[EXTRACTED INFORMATION]

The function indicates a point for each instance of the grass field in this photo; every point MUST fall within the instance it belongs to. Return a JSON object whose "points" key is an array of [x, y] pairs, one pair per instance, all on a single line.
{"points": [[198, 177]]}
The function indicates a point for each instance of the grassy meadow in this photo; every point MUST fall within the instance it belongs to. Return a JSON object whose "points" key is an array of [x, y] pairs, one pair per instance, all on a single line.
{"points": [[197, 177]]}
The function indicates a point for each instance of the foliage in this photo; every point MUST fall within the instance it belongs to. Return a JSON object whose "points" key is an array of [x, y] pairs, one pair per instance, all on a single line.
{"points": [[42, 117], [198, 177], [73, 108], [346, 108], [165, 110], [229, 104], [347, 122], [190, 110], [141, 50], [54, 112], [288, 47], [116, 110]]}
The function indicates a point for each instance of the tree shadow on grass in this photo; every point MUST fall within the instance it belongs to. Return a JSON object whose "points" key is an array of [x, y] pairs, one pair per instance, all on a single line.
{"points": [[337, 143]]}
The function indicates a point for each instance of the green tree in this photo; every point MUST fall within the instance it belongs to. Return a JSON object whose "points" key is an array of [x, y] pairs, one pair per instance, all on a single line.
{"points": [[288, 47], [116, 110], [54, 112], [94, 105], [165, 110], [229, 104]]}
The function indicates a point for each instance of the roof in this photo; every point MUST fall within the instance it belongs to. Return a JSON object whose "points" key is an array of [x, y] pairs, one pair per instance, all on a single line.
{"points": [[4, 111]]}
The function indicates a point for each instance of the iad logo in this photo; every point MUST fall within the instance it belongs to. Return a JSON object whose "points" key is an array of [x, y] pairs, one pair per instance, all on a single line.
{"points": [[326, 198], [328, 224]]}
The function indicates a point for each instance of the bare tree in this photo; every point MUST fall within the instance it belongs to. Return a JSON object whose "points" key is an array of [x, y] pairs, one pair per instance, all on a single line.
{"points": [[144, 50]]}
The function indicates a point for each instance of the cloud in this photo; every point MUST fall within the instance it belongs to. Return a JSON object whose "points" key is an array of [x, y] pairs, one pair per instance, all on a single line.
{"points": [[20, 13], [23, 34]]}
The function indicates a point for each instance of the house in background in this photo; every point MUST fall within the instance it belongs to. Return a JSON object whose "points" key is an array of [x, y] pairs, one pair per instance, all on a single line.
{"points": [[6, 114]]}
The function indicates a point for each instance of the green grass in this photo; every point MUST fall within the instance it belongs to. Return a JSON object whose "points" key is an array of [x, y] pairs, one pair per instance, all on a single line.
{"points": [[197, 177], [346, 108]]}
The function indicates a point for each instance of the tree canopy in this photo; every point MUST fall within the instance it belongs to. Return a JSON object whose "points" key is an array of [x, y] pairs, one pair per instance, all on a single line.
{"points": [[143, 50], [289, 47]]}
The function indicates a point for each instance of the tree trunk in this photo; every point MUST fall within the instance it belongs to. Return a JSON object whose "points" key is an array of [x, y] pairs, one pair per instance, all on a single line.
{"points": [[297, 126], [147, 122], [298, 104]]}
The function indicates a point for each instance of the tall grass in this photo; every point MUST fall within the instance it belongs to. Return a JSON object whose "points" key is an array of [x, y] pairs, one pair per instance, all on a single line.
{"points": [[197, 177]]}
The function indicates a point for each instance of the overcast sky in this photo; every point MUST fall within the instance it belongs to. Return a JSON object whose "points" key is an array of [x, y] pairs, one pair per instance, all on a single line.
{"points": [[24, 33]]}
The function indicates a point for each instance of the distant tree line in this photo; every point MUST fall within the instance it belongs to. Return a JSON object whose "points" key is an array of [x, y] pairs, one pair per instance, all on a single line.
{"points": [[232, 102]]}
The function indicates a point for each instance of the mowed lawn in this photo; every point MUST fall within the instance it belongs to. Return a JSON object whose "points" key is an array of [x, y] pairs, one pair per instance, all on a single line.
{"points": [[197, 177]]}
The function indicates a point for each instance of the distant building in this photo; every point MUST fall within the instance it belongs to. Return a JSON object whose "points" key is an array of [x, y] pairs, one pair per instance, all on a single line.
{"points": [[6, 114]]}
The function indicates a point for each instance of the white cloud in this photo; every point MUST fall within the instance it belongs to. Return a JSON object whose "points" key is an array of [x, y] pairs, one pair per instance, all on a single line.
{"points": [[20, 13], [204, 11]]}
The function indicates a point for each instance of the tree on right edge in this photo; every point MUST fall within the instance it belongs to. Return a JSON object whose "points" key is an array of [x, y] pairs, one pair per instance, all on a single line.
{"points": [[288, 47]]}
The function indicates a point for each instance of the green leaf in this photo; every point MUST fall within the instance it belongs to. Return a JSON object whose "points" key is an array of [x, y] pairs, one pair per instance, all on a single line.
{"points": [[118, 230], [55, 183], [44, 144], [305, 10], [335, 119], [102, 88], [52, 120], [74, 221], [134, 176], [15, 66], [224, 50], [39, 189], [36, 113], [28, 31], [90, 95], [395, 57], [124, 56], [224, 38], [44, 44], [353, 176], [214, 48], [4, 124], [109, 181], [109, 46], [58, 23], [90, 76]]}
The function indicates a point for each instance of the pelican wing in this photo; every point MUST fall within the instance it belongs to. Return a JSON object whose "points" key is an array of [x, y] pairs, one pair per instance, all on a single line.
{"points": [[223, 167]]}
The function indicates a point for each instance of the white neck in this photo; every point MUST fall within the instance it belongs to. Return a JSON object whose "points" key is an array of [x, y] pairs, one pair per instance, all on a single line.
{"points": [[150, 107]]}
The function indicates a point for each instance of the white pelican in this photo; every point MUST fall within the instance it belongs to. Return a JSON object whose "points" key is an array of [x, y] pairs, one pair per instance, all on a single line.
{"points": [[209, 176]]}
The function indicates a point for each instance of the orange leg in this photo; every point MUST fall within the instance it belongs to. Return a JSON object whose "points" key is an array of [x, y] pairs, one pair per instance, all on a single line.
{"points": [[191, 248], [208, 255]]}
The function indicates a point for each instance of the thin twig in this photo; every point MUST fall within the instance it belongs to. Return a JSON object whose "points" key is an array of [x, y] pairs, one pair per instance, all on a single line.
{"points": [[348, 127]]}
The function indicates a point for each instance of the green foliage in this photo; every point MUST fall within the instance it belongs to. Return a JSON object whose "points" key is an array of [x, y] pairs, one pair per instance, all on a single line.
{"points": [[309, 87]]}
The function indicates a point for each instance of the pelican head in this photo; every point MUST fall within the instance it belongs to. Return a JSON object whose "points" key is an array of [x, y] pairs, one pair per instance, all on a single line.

[WORK TO BE COMPLETED] Repeat back all entries verbatim.

[EXERCISE RESULT]
The function indicates a point for each instance of the grass field in this photo; every point MUST fall within the instance it belongs to. Return a JSON object whose "points" key is an array of [x, y] pairs, one pair per instance, all on a single line.
{"points": [[198, 177]]}
The function indicates a point for each instance of the grassy meadow in this photo; every point MUST fall within the instance it belongs to. Return a JSON object whose "points" key is an array of [x, y] pairs, one pair per instance, all on a single line.
{"points": [[197, 177]]}
The function indicates a point for each instance of the foliage in this photo; every point MUST fall within the instance it belongs to. Return a JSON object whose "points" key is an array of [x, y] pairs, one pair per instance, all on a single line.
{"points": [[42, 117], [198, 177], [73, 108], [346, 108], [165, 110], [229, 104], [347, 122], [190, 110], [141, 50], [54, 112], [288, 47], [116, 110]]}
The function indicates a point for each instance of the tree shadow on grass in this photo; every point MUST fall within the instance it belongs to. Return a JSON object whose "points" key is an array of [x, y] pairs, one pair per instance, all on a single line.
{"points": [[337, 143]]}
The function indicates a point for each instance of the green tree in this photo; every point MUST fall within the instance it belongs to. Return a JSON object whose "points" key is an array of [x, y] pairs, one pair per instance, all on a single line.
{"points": [[288, 47], [116, 110], [54, 112], [94, 105], [165, 110], [229, 104]]}
The function indicates a point for each instance of the roof in this photo; every point MUST fall within the instance it belongs to. Return a JSON object whose "points" key is an array of [x, y] pairs, one pair per instance, all on a single line.
{"points": [[4, 111]]}
The function indicates a point for each instance of the iad logo in this photo; every point MUST fall within the instance it belongs to. Return a JSON object whose "points" key is an array of [x, y] pairs, one pair per instance, all on a single line.
{"points": [[326, 198], [328, 224]]}
The function indicates a point for each instance of the bare tree in this photo; every point MUST fall within the instance it belongs to. Return a JSON object whose "points" key is an array of [x, y] pairs, one pair per instance, all on a single line.
{"points": [[144, 50]]}
The function indicates a point for each instance of the cloud in this photo; every point MUST fall within the instance it belongs to. Return a JSON object whose "points" key is an array of [x, y] pairs, one pair per instance, all on a single line.
{"points": [[20, 13], [23, 34]]}
The function indicates a point for each instance of the house in background in this photo; every point MUST fall within the instance it belongs to. Return a JSON object whose "points" key is an array of [x, y] pairs, one pair per instance, all on a single line.
{"points": [[6, 114]]}
The function indicates a point for each instance of the green grass in this photo; every point MUST fall within the instance it belongs to. Return a JSON object whose "points" key is an array of [x, y] pairs, one pair per instance, all on a single line.
{"points": [[197, 177], [346, 108]]}
The function indicates a point for each instance of the tree canopy in this photo; every point MUST fall within the instance it belongs to. Return a JSON object whose "points" key is an array of [x, y] pairs, one pair per instance, all on a single line.
{"points": [[143, 50], [289, 47]]}
The function indicates a point for each instance of the tree trunk in this photo; every point MUST fall within the instance it belongs to. Return a JSON object whose "points" key is an array of [x, y] pairs, one pair per instance, all on a single line.
{"points": [[297, 126], [147, 122], [298, 104]]}
The function indicates a point for each instance of the tall grass in this photo; every point MUST fall within the instance it belongs to. Return a JSON object whose "points" key is an array of [x, y] pairs, one pair per instance, all on a single line.
{"points": [[197, 177]]}
The function indicates a point for each instance of the overcast sky in this photo; every point MUST fall within the instance it belongs to. Return a JSON object whose "points" key is an array of [x, y] pairs, one pair per instance, all on a single line.
{"points": [[24, 33]]}
The function indicates a point for each instance of the distant tree line in this photo; every point MUST fall within the instance it belongs to. Return a JSON object whose "points" key is an array of [x, y] pairs, one pair per instance, all on a single line.
{"points": [[232, 102]]}
The function indicates a point for each instance of the mowed lawn in this photo; every point MUST fall within the instance it belongs to. Return a JSON object whose "points" key is an array of [x, y] pairs, one pair per instance, all on a single line.
{"points": [[197, 177]]}
The function indicates a point for each instance of the distant building in this photo; every point MUST fall within the instance it belongs to. Return a JSON object whose "points" key is an array of [x, y] pairs, one pair per instance, all on a single line.
{"points": [[6, 114]]}
The function indicates a point for each instance of the white cloud in this photo; every point MUST fall within the instance it belongs to. Return a JSON object whose "points" key is an array of [x, y] pairs, one pair per instance, all on a single line.
{"points": [[20, 13], [204, 11]]}
The function indicates a point for each instance of the tree on right edge in this photo; every point MUST fall within the instance it belongs to. Return a JSON object whose "points" key is an array of [x, y] pairs, one pair per instance, all on a single line.
{"points": [[288, 47]]}
The function indicates a point for each instance of the green leaf in this photo; every point MUST fall within the instance it belongs to. Return a JSON object whose "points" key is an array of [x, y] pairs, one pair per instance, all on a single line.
{"points": [[118, 230], [55, 183], [44, 144], [305, 10], [335, 119], [102, 88], [52, 120], [74, 221], [134, 176], [15, 66], [224, 50], [39, 189], [36, 113], [28, 31], [90, 95], [395, 57], [124, 56], [224, 38], [44, 44], [353, 176], [214, 48], [4, 124], [109, 181], [109, 46], [58, 23], [90, 76]]}
The function indicates a point for each instance of the pelican wing in this photo; every point MUST fall within the instance it belongs to. Return a JSON object whose "points" key is an array of [x, y] pairs, one pair per instance, all on a single line.
{"points": [[223, 167]]}
The function indicates a point for each instance of the white neck in this photo; every point MUST fall within the instance it belongs to. Return a JSON object whose "points" key is an array of [x, y] pairs, one pair per instance, all on a single line.
{"points": [[150, 107]]}
The function indicates a point for each instance of the white pelican in this photo; every point MUST fall within the instance it belongs to. Return a JSON object whose "points" key is an array of [x, y] pairs, one pair per instance, all on a single line.
{"points": [[209, 176]]}
The function indicates a point for each instance of the orange leg in this photo; every point MUST fall within the instance it belongs to. Return a JSON object whose "points" key is an array of [x, y] pairs, one pair per instance, all on a single line.
{"points": [[191, 248], [208, 255]]}
The function indicates a point for each instance of the thin twig in this photo; every point MUST fall within the instance it belongs to. Return a JSON object whose "points" key is an array of [x, y] pairs, one pair per instance, all on a single line.
{"points": [[348, 127]]}
The function indicates a point for each instance of the green foliage in this photo; every point MUST fall within the instance it belongs to. Return a JSON object whose "points" key is an array of [x, y] pairs, one pair per instance, all on a single line.
{"points": [[309, 87]]}
The function indicates a point for each instance of the pelican head in this photo; every point MUST fall within the instance it belongs to. Return a JSON object whose "points" key is an array of [x, y] pairs, one pair per instance, all on a single line.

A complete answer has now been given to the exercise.